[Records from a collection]
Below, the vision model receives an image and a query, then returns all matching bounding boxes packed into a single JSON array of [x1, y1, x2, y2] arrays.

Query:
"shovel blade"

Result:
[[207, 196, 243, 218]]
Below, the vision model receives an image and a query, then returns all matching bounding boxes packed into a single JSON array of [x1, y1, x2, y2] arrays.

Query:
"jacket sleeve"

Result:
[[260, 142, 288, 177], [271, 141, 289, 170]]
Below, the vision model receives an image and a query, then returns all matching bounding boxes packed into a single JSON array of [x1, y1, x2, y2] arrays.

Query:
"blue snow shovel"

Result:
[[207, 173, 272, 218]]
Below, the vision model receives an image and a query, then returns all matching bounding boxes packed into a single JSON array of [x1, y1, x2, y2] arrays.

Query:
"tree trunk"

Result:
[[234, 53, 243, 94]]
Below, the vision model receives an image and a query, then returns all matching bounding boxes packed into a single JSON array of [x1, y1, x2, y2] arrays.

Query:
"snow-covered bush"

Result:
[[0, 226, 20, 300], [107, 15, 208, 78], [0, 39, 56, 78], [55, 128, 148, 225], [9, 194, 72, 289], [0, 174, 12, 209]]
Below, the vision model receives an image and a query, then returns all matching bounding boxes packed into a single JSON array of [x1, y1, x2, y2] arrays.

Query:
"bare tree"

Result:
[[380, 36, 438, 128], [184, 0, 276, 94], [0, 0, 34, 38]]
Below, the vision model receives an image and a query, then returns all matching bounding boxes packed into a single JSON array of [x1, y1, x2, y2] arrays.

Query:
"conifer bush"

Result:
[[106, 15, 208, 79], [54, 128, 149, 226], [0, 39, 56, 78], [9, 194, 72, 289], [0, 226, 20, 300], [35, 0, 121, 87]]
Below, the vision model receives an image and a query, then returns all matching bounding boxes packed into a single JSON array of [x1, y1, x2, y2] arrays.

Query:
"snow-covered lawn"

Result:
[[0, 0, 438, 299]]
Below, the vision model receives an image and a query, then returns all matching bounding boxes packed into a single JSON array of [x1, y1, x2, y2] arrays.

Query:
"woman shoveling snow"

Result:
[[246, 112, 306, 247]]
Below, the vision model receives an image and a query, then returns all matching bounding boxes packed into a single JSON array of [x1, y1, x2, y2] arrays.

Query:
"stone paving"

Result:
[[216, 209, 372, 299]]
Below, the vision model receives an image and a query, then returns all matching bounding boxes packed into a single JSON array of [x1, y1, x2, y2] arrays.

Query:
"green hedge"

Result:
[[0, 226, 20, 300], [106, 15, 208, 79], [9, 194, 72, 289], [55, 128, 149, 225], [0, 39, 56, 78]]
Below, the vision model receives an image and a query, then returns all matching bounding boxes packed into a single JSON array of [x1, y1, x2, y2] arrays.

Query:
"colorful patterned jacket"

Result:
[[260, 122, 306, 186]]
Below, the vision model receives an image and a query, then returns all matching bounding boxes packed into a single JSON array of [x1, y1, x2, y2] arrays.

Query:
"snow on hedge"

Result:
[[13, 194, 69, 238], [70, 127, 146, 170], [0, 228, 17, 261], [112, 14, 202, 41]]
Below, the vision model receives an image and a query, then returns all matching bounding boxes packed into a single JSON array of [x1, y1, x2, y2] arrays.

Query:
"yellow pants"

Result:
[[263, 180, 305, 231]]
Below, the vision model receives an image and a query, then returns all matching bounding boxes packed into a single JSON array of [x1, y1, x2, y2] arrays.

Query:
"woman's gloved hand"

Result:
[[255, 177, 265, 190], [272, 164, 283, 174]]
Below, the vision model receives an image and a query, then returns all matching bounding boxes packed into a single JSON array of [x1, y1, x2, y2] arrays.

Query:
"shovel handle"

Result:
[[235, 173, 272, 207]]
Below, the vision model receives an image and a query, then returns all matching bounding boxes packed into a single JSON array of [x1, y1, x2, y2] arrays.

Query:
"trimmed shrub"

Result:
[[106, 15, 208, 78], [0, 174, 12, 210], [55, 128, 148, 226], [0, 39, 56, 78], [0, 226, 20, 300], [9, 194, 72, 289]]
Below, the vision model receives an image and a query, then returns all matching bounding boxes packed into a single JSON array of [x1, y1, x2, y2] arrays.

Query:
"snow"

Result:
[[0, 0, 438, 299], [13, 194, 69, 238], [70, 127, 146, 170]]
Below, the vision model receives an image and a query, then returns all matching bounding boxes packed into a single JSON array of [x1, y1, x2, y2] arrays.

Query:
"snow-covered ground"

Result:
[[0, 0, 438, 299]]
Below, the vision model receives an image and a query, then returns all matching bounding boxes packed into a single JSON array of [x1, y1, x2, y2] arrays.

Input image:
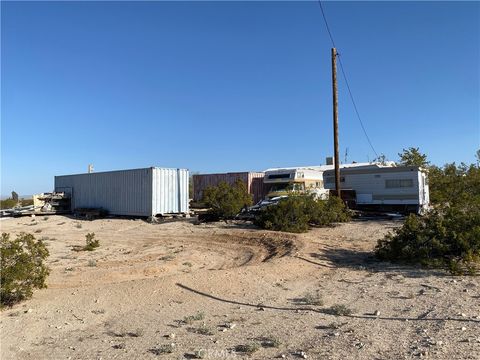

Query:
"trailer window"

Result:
[[385, 179, 413, 189], [324, 176, 345, 184], [268, 174, 290, 179]]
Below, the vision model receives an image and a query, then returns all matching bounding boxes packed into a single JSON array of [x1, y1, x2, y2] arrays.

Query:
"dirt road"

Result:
[[0, 216, 480, 360]]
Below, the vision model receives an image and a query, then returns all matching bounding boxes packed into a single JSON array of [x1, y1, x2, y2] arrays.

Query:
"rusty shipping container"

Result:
[[193, 172, 268, 203]]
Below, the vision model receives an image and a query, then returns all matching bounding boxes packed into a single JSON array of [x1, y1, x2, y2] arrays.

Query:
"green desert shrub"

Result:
[[0, 233, 49, 306], [376, 196, 480, 275], [202, 179, 252, 219], [0, 199, 18, 209], [255, 194, 350, 233]]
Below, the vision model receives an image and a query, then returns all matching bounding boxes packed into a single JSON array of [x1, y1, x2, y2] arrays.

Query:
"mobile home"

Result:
[[263, 162, 378, 199], [55, 167, 189, 217], [323, 163, 430, 212], [193, 171, 268, 203], [263, 165, 331, 199]]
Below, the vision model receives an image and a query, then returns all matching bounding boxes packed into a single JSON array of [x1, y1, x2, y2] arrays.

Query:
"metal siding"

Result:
[[55, 168, 189, 216], [193, 172, 267, 203], [152, 168, 189, 215], [55, 169, 152, 216]]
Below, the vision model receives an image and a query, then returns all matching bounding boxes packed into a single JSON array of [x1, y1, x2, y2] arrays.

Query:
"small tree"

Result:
[[0, 233, 49, 306], [398, 147, 429, 167], [202, 179, 252, 219]]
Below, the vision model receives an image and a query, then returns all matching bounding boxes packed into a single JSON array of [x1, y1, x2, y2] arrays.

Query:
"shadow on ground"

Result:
[[296, 246, 448, 278]]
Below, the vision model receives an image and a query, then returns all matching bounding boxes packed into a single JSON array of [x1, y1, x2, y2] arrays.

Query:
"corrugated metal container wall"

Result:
[[193, 172, 267, 203], [55, 168, 188, 216], [152, 168, 189, 214]]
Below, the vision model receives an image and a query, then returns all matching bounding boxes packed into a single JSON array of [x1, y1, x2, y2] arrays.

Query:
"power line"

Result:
[[318, 0, 378, 157]]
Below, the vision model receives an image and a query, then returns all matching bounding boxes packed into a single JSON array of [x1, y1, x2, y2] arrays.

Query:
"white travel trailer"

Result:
[[323, 164, 430, 213], [263, 163, 376, 199]]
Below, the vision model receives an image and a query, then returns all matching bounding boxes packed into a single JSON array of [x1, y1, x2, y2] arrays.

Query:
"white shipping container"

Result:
[[55, 167, 189, 216]]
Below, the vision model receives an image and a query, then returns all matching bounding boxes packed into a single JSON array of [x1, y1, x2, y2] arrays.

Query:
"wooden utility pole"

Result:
[[332, 48, 340, 198]]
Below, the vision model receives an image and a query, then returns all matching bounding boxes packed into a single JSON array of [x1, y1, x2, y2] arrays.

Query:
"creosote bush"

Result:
[[0, 232, 49, 306], [376, 200, 480, 275], [255, 194, 350, 233], [376, 148, 480, 275], [202, 179, 252, 219]]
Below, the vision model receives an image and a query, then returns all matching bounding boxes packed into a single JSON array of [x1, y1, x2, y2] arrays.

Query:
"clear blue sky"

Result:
[[1, 2, 480, 195]]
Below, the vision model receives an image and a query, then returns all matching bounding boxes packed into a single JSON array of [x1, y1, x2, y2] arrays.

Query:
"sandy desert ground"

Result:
[[0, 216, 480, 360]]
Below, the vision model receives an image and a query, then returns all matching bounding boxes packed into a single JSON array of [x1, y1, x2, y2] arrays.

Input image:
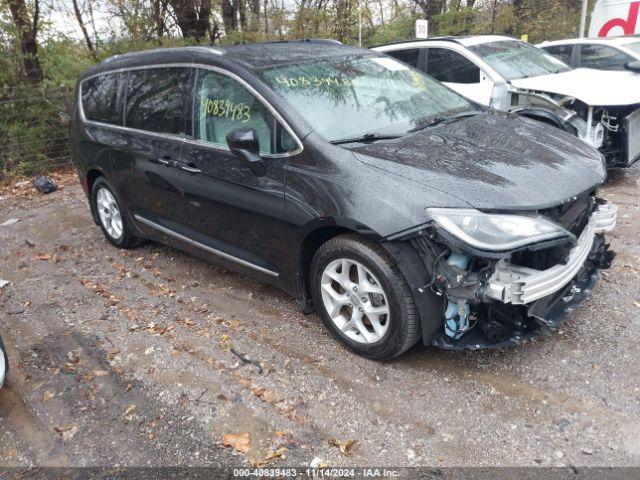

■ INSTRUCTIONS FOR THE TASK: Report every line in the entries above that contains the string "ground". Treat uppercase and lowercase letters as different.

■ TASK RESPONSE:
"snow-covered ground"
"shadow on ground"
"sandy desert ground"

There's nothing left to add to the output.